__QUOTED PASSAGE__.
On the program level, there were several central issues that most programs faced: 1) balancing service and learning needs, 2) educational continuity for trainees while mitigating risk exposure, 3) addressing unique physical and mental health needs spurred by the pandemic, as described by colleagues worldwide [9, 10]. Universal efforts such as joint curricular initiatives, leveraging virtual/online learning opportunities, and nimble rotation adjustments were key in maintaining educational continuity. However, when considering exposure mitigation and service vs. teaching balance, program/rotation specific changes were more effective. For example, in some wards, rounds were converted to virtual platforms where residents continued to lead them and follow up on non-patient facing clinical tasks while in-person rounds were limited to attendings.

__THINGS TO DO__.
1. From the passage on residency programs during the pandemic, reproduce word for word the part that begins with "On the program" and ends with "limited to attendings.".
2. Extend the passage on residency programs during the pandemic, picking up after its last sentence.
The rows have no connection to the passage on residency programs during the pandemic.

__EXTRACTED RECORDS__.
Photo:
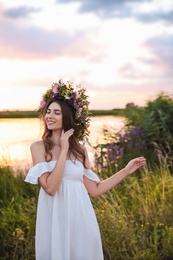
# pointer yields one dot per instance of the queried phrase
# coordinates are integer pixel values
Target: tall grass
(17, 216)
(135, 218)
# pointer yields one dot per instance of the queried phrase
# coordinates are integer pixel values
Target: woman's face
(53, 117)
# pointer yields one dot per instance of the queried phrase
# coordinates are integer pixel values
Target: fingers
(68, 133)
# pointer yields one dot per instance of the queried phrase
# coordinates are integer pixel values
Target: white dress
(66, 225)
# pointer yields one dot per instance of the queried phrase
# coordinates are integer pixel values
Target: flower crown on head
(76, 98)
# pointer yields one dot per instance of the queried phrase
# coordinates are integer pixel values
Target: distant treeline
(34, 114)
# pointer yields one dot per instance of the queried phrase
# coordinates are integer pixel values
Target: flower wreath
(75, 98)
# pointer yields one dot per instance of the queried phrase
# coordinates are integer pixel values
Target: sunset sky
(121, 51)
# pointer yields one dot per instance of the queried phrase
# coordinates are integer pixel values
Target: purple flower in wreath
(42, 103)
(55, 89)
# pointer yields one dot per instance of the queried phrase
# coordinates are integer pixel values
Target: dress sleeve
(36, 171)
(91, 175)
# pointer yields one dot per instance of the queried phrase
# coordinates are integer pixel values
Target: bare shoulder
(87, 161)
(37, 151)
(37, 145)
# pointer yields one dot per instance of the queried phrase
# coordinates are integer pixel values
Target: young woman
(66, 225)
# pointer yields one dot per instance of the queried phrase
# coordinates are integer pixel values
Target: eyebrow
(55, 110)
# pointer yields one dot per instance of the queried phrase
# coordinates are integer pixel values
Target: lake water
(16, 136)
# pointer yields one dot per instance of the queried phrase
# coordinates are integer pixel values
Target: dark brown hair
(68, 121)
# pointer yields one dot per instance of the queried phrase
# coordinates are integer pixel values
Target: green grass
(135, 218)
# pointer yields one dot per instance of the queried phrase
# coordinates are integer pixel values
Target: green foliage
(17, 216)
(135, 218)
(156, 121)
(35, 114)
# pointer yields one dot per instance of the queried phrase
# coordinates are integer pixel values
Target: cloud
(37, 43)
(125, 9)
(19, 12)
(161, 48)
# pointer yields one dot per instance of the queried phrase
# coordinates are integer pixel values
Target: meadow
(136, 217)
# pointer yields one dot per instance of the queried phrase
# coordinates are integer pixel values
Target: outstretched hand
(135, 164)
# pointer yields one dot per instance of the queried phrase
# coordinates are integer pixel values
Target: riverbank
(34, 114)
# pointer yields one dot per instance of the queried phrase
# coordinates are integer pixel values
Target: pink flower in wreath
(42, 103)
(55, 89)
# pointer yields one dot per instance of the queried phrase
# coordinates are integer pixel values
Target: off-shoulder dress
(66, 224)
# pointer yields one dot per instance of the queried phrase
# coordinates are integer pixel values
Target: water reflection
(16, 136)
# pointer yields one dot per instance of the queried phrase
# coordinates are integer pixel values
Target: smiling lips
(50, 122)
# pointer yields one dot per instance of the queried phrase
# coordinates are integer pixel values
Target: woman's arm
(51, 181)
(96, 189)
==
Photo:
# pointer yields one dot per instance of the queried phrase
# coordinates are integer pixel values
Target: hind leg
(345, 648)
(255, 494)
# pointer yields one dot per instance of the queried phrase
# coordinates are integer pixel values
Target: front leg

__ANSWERS FOR THE TASKS__.
1.
On the program level, there were several central issues that most programs faced: 1) balancing service and learning needs, 2) educational continuity for trainees while mitigating risk exposure, 3) addressing unique physical and mental health needs spurred by the pandemic, as described by colleagues worldwide [9, 10]. Universal efforts such as joint curricular initiatives, leveraging virtual/online learning opportunities, and nimble rotation adjustments were key in maintaining educational continuity. However, when considering exposure mitigation and service vs. teaching balance, program/rotation specific changes were more effective. For example, in some wards, rounds were converted to virtual platforms where residents continued to lead them and follow up on non-patient facing clinical tasks while in-person rounds were limited to attendings.

2.
Though certainly there is no one-size-fits-all solution, there does seem to be a universal observation from our experience: the importance of consistent and frequent forums for convening. This is supported by recent literature where managing communication and maintaining a sense of community were identified as key components to the successful pandemic response of AMCs [14, 18, 20]. Connecting in person, even if virtually, was critical for both faculty and residents. With faculty, we used the GME committee meetings as the centralized venue for the exchange of ideas across programs and sharing of individual challenges. This served to foster a sense of shared purpose, identify areas for joint efforts, and provided an opportunity to learn from each other. For residents, program directors and the designated institutional official initiated regular group meetings with all residents. These meetings addressed concerns while providing important venues for residents to learn about organization and system level changes (for example, changes in national travel advisories). Anecdotally, residents reported that access to this information via in-person meetings with faculty and peers, even if not relevant to their day-to-day clinical duties, helped ease stress, improve connectedness, and provided a sense of shared experience.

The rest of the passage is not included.